SET EXERCISE A >>
Set down the passage on Caesar's legionaries seizing King Ptolemy word for word, keeping every line intact.

________________

The size of the guard allocated by Caesar to Cleopatra would have been no less than century strength—a hundred men. So at least a hundred soldiers of the 6th Legion made their way to Cleopatra’s quarters. But instead of the men of the old watch retiring to their quarters at Caesar’s guesthouse, they combined with the new guard contingent. Just such a plan had probably been in Caesar’s mind when he had installed Cleopatra in her old quarters with a legionary guard. Now two hundred legionaries swept through the marble halls of the palace of the Ptolemies.
We know that King Ptolemy’s bodyguard was made up of spearmen, probably men handpicked from the Egyptian army for this prestigious role. But their elite status counted for nothing when confronted by Caesar’s characteristic use of the tactic of surprise. Before they could react, sleepy Egyptian sentries posted outside the door to King Ptolemy’s quarters were quickly overpowered. Caesar’s account of these events makes no mention of casualties, and it seems that surprise was complete and not a drop of blood was spilled. The door to Ptolemy’s bedchamber crashed open. As the young king awoke with a start, his bed was surrounded by legionaries with drawn swords.
“Get out of bed!” a centurion would have snapped. “You are coming with us!”

________________

SET EXERCISE B >>
Extract the records below, reproducing every line of them exactly.

RECORDS SUPPLIED >>

________________

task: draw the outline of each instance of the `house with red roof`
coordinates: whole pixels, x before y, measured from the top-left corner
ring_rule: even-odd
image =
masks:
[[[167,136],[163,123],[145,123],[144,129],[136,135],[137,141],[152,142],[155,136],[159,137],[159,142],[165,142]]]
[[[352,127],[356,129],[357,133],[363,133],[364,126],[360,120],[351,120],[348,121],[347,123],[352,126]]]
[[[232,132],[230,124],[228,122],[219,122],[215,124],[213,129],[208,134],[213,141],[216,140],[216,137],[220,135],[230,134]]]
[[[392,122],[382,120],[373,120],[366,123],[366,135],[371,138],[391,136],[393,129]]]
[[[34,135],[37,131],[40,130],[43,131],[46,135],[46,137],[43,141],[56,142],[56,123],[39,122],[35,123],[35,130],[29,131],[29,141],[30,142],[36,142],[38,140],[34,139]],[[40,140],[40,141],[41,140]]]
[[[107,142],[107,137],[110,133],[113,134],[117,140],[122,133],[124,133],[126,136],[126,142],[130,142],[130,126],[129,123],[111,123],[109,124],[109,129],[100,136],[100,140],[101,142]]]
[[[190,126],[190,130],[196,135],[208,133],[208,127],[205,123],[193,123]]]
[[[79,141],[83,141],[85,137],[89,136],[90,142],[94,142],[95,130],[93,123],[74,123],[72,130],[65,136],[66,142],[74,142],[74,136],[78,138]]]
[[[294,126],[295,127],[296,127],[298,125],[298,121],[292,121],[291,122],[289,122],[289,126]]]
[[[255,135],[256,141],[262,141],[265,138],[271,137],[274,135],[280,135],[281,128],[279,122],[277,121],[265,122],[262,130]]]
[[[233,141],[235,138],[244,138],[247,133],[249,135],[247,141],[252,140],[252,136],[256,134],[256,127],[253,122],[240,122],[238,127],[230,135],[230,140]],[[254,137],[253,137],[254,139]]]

________________

TASK ANSWER A >>
The size of the guard allocated by Caesar to Cleopatra would have been no less than century strength—a hundred men. So at least a hundred soldiers of the 6th Legion made their way to Cleopatra’s quarters. But instead of the men of the old watch retiring to their quarters at Caesar’s guesthouse, they combined with the new guard contingent. Just such a plan had probably been in Caesar’s mind when he had installed Cleopatra in her old quarters with a legionary guard. Now two hundred legionaries swept through the marble halls of the palace of the Ptolemies.
We know that King Ptolemy’s bodyguard was made up of spearmen, probably men handpicked from the Egyptian army for this prestigious role. But their elite status counted for nothing when confronted by Caesar’s characteristic use of the tactic of surprise. Before they could react, sleepy Egyptian sentries posted outside the door to King Ptolemy’s quarters were quickly overpowered. Caesar’s account of these events makes no mention of casualties, and it seems that surprise was complete and not a drop of blood was spilled. The door to Ptolemy’s bedchamber crashed open. As the young king awoke with a start, his bed was surrounded by legionaries with drawn swords.
“Get out of bed!” a centurion would have snapped. “You are coming with us!”

TASK ANSWER B >>
task: draw the outline of each instance of the `house with red roof`
coordinates: whole pixels, x before y, measured from the top-left corner
ring_rule: even-odd
image =
masks:
[[[167,136],[163,123],[145,123],[144,129],[136,135],[137,141],[152,142],[155,136],[159,137],[159,142],[165,142]]]
[[[352,127],[356,129],[357,133],[363,133],[364,126],[360,120],[351,120],[348,121],[347,123],[352,126]]]
[[[232,132],[230,124],[228,122],[219,122],[215,124],[213,129],[208,134],[213,141],[216,140],[216,137],[220,135],[230,134]]]
[[[392,122],[382,120],[373,120],[366,123],[366,135],[371,138],[391,136],[393,129]]]
[[[34,135],[37,131],[40,130],[43,131],[46,135],[46,137],[43,141],[56,142],[56,123],[39,122],[35,123],[35,130],[29,131],[29,141],[30,142],[36,142],[38,140],[34,139]],[[40,140],[40,141],[41,140]]]
[[[107,142],[107,137],[110,133],[113,134],[117,140],[122,133],[124,133],[126,136],[126,142],[130,142],[130,126],[129,123],[111,123],[109,124],[109,129],[100,136],[100,140],[101,142]]]
[[[190,126],[190,130],[196,135],[208,133],[208,127],[205,123],[193,123]]]
[[[79,141],[83,141],[85,137],[89,136],[90,142],[94,142],[95,130],[93,123],[74,123],[72,130],[65,136],[66,142],[74,142],[74,136],[78,138]]]
[[[294,126],[295,127],[296,127],[298,125],[298,121],[292,121],[291,122],[289,122],[289,126]]]
[[[255,135],[256,141],[262,141],[265,138],[271,137],[274,135],[280,135],[281,128],[279,122],[277,121],[265,122],[262,130]]]
[[[233,141],[235,138],[244,138],[247,133],[249,135],[247,141],[252,140],[252,136],[256,134],[256,127],[253,122],[240,122],[238,127],[230,135],[230,140]],[[254,137],[253,137],[254,139]]]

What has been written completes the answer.